What needs to be done: For the entries below, the expected answer is the line with "You receive <instance>", the line with "box: [9, 52, 31, 58]", and every line between them, exactly as written, and nothing more.

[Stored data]
>>>>

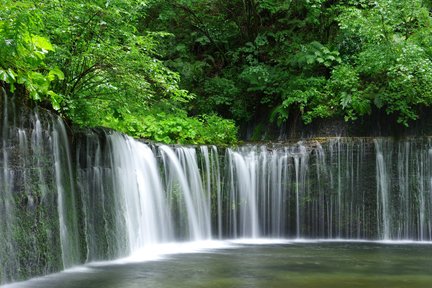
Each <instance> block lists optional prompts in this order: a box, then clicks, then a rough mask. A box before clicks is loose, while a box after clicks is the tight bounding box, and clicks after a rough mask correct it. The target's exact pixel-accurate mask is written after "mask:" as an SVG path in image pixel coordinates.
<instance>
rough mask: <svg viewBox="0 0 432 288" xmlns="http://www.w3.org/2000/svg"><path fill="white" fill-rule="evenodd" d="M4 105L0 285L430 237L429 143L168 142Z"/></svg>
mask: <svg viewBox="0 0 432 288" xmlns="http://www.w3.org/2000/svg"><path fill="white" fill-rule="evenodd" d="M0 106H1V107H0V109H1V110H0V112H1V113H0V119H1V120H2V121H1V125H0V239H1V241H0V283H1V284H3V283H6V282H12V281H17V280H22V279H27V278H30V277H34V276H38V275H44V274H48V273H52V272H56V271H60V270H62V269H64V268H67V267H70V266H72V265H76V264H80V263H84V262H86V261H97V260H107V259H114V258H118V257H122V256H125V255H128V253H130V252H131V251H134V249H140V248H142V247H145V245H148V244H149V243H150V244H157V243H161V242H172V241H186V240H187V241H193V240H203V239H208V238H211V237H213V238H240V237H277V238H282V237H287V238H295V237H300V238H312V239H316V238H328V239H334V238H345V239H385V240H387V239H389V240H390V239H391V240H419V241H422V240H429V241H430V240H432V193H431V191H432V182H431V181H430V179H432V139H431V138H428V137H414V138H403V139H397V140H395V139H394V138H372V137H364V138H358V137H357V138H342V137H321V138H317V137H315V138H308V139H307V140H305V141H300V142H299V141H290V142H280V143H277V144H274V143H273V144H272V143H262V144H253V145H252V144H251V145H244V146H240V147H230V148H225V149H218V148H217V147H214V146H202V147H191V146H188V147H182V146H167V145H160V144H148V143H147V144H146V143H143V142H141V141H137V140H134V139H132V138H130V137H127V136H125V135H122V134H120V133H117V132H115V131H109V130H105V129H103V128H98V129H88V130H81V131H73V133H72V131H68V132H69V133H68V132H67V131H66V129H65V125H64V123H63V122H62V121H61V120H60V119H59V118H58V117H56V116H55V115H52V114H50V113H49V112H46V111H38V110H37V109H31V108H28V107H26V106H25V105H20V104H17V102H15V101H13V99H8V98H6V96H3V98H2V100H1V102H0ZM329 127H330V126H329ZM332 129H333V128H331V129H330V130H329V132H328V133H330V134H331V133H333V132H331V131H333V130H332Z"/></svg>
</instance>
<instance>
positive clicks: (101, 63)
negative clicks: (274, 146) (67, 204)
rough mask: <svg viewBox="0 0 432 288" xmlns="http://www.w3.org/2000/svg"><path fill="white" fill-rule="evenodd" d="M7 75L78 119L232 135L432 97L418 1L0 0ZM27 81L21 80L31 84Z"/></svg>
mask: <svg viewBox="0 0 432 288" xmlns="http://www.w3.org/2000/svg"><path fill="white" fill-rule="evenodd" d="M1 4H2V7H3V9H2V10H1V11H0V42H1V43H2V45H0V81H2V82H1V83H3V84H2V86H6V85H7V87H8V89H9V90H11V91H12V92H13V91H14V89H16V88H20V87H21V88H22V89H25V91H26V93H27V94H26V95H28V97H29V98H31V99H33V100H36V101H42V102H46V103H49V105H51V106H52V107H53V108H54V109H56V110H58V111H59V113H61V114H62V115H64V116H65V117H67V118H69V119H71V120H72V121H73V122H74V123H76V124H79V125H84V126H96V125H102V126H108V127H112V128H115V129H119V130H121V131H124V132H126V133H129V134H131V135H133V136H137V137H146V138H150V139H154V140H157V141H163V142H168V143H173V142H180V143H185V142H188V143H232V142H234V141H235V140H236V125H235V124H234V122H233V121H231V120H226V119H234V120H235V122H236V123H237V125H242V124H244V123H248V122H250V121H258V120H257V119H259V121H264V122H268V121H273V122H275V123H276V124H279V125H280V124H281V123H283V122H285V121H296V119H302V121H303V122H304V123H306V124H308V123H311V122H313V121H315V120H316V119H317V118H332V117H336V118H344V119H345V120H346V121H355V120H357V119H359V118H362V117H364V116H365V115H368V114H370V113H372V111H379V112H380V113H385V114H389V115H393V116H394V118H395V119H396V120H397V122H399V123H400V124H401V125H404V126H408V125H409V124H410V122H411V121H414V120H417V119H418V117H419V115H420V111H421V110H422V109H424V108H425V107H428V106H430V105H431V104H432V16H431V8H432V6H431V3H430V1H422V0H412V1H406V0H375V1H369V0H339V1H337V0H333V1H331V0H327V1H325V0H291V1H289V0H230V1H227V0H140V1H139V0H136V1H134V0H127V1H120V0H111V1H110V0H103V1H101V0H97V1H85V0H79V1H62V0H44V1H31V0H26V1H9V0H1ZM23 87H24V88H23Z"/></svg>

<<<<
>>>>

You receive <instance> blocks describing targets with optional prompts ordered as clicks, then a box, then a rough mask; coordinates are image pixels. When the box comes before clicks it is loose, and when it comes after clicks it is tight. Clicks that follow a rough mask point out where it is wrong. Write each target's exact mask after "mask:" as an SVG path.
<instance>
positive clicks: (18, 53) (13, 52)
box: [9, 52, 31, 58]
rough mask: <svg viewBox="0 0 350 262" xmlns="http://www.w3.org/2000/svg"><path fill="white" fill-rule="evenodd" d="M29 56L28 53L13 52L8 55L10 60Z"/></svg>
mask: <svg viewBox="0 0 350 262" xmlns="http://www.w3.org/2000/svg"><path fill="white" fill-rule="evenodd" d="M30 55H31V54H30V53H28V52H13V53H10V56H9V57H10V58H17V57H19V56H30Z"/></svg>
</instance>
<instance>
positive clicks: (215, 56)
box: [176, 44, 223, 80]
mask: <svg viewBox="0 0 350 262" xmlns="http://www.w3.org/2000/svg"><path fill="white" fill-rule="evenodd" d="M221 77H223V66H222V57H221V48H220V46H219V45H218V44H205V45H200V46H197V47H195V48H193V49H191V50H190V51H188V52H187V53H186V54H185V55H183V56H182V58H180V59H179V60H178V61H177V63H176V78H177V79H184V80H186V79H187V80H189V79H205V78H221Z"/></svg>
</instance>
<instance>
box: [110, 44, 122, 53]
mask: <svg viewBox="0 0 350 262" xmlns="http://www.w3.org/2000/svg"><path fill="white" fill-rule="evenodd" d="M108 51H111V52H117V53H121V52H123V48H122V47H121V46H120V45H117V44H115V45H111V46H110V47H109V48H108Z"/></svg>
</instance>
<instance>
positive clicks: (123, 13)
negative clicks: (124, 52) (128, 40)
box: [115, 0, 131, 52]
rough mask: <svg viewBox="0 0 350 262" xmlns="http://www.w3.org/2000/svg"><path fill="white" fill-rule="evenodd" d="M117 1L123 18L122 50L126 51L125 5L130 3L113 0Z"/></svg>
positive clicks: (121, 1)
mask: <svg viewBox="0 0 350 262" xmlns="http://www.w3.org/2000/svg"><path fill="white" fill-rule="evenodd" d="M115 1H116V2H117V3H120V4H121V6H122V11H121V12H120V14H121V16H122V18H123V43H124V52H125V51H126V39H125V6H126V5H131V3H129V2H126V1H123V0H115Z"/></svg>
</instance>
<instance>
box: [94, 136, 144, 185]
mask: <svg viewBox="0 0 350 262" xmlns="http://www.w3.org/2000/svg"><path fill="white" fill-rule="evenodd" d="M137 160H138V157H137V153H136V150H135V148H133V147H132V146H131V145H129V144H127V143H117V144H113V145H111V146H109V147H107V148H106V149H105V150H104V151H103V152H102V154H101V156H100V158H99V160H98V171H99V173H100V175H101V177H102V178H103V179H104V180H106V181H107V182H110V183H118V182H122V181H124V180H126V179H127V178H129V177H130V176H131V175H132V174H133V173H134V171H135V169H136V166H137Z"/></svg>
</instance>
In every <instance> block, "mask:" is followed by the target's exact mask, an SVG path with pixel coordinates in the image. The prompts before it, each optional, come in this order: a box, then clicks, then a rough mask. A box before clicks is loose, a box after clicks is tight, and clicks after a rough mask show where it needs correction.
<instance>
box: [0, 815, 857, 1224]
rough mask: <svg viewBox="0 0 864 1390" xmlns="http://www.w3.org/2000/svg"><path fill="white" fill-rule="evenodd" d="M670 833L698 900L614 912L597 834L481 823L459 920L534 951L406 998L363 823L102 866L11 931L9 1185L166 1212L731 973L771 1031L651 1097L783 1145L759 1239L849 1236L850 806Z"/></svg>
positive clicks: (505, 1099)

<<<<

Response:
You receive <instance> blocks describing targets with optional prompts ordered as clicks, then a box, then a rough mask; coordinates are image pixels. When the box comes before clicks it is loose, and when it comes after clicks it is tight. Clicks that follow a rough mask point out where it is wrong. Write each target's exact mask after "mask:" as an SVG path.
<instance>
positive clicks: (18, 53) (13, 52)
box: [9, 52, 31, 58]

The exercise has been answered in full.